Exercise brief ->
Write the listing out again, all of it, word for word.

Raw records
----------------
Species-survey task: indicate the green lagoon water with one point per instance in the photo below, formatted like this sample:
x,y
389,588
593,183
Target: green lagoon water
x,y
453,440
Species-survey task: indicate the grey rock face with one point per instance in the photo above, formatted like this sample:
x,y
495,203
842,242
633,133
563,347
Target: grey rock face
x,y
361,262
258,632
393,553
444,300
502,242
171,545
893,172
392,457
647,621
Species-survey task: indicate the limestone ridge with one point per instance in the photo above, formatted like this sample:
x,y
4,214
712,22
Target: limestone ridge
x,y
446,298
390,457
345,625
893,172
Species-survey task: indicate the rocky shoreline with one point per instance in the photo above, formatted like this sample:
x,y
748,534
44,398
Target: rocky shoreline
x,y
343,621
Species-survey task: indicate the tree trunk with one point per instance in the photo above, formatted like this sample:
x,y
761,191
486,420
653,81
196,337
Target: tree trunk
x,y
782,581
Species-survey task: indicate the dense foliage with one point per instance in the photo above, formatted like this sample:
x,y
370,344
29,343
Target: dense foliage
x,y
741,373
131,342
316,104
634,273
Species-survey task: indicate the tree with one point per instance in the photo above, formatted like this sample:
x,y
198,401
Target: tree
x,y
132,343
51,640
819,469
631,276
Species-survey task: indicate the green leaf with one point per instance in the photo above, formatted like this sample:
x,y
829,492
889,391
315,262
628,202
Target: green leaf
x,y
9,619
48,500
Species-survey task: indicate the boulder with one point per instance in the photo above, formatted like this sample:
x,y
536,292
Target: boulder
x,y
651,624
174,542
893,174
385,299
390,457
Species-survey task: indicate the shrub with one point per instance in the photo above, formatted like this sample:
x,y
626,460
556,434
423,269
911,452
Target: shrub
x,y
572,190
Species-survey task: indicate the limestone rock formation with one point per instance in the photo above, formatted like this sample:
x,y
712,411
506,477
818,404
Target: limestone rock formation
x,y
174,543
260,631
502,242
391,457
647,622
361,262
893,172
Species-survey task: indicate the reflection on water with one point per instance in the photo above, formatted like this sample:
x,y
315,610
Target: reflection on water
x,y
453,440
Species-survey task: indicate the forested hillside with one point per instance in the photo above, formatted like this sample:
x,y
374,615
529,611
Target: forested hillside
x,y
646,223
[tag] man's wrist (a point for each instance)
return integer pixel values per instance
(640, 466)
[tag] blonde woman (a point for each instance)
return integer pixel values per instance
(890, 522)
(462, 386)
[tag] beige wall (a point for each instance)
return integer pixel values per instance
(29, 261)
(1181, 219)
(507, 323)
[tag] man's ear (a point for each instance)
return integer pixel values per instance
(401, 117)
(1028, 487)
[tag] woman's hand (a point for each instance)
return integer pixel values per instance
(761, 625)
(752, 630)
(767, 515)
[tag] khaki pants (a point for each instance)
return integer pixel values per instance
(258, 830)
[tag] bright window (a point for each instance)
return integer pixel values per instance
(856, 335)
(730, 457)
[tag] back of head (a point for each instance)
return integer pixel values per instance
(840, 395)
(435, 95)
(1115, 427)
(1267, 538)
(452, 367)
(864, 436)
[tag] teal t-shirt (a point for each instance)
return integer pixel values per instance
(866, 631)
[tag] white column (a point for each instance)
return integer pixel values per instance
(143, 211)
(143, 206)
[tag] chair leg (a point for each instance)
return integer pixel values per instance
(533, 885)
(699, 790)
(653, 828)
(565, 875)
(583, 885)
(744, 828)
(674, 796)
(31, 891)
----------------
Result of this exercise ->
Species-survey task: indicate the green lagoon water with one point per instance in the photo below, formatted like this sample:
x,y
389,588
593,183
Target: green lagoon water
x,y
453,440
Species-survey task: indicate the grey rock face with one point per instance in the photo above, formatted like this sample:
x,y
495,203
842,242
633,133
563,347
Target: grey rock face
x,y
361,262
258,632
393,553
444,300
502,242
171,545
893,172
392,457
647,621
Species-survey task: indicate the limestone ridge with one point per instance in the photo above, formatted like this sample:
x,y
4,214
712,22
Target: limestone ridge
x,y
446,298
390,457
345,625
893,172
Species-survey task: indicate the rocky shoreline with one point per instance in the photo above, formatted like this sample:
x,y
748,534
44,398
Target: rocky shoreline
x,y
343,621
Species-survey task: indicate the tree trunk with one point per instance in the photo above, formatted like this sample:
x,y
761,191
486,420
653,81
196,337
Target: tree trunk
x,y
782,581
Species-survey task: indicate the dense foliage with one point per instance in the photo above, formatted like this sample:
x,y
370,344
29,343
Target: dense foliage
x,y
741,373
131,342
316,104
634,273
Species-survey task: indicate the tree with one point per instance in the photo above, formatted like this sample:
x,y
198,401
Target: tree
x,y
132,343
51,640
819,469
631,276
Species-survey task: indicate the green leaf with one point per instance in the photo above, formatted like this sample:
x,y
829,492
889,391
315,262
628,202
Target: green leaf
x,y
9,619
48,500
Species-survey task: indicate the boulder with one point per instance in the photo above, formatted like this sample:
x,y
536,292
Target: boulder
x,y
651,624
174,542
893,174
385,299
390,457
Species-survey task: indicate the shrub with one point per instance in the photo above, formatted like this sample:
x,y
626,460
556,434
423,269
911,452
Target: shrub
x,y
572,190
Species-survey task: indicate the limestone rock formation with one point per instance in the photo above, formatted like this sample:
x,y
712,411
506,477
818,404
Target: limestone rock formation
x,y
174,543
260,631
502,242
391,457
647,622
361,262
893,172
Species-survey task: indicate the reflection on water with one point per instance in the photo above, formatted like this sample:
x,y
315,610
Target: reflection on water
x,y
453,440
Species-survey task: indicate the forested hillside with one point per instance in the photo above, formatted like this sample:
x,y
374,615
529,611
Target: forested hillside
x,y
646,223
[tag] man's wrist (a point for each instance)
return integer pixel values per instance
(640, 466)
[tag] blonde woman (a point for each instance)
return integer pixel values per instance
(890, 522)
(462, 386)
[tag] beige wall (a point for each instance)
return integer pixel values per instance
(29, 261)
(1181, 219)
(507, 323)
[tag] man's ear (a point for each instance)
return integer pixel values per instance
(401, 117)
(1028, 487)
[tag] woman's hand (a point for each instance)
return integer pixel values per instance
(761, 625)
(752, 630)
(767, 515)
[tag] khaki pants (a point for each instance)
return integer pixel values per instance
(258, 830)
[tag] bright window (a point for each instance)
return integer pixel values per instance
(856, 335)
(730, 457)
[tag] back of head (a point for each instance)
return integer pixel values per instance
(840, 395)
(435, 95)
(1115, 427)
(1267, 538)
(452, 367)
(864, 436)
[tag] teal t-shirt (a point for each instance)
return integer pixel values per instance
(866, 631)
[tag] white column (a point for each instance)
return integer pixel values per instance
(143, 211)
(143, 206)
[tag] chair leg (a point for each instance)
return integer pixel values per instance
(533, 885)
(699, 790)
(653, 828)
(565, 875)
(583, 885)
(744, 828)
(674, 796)
(31, 891)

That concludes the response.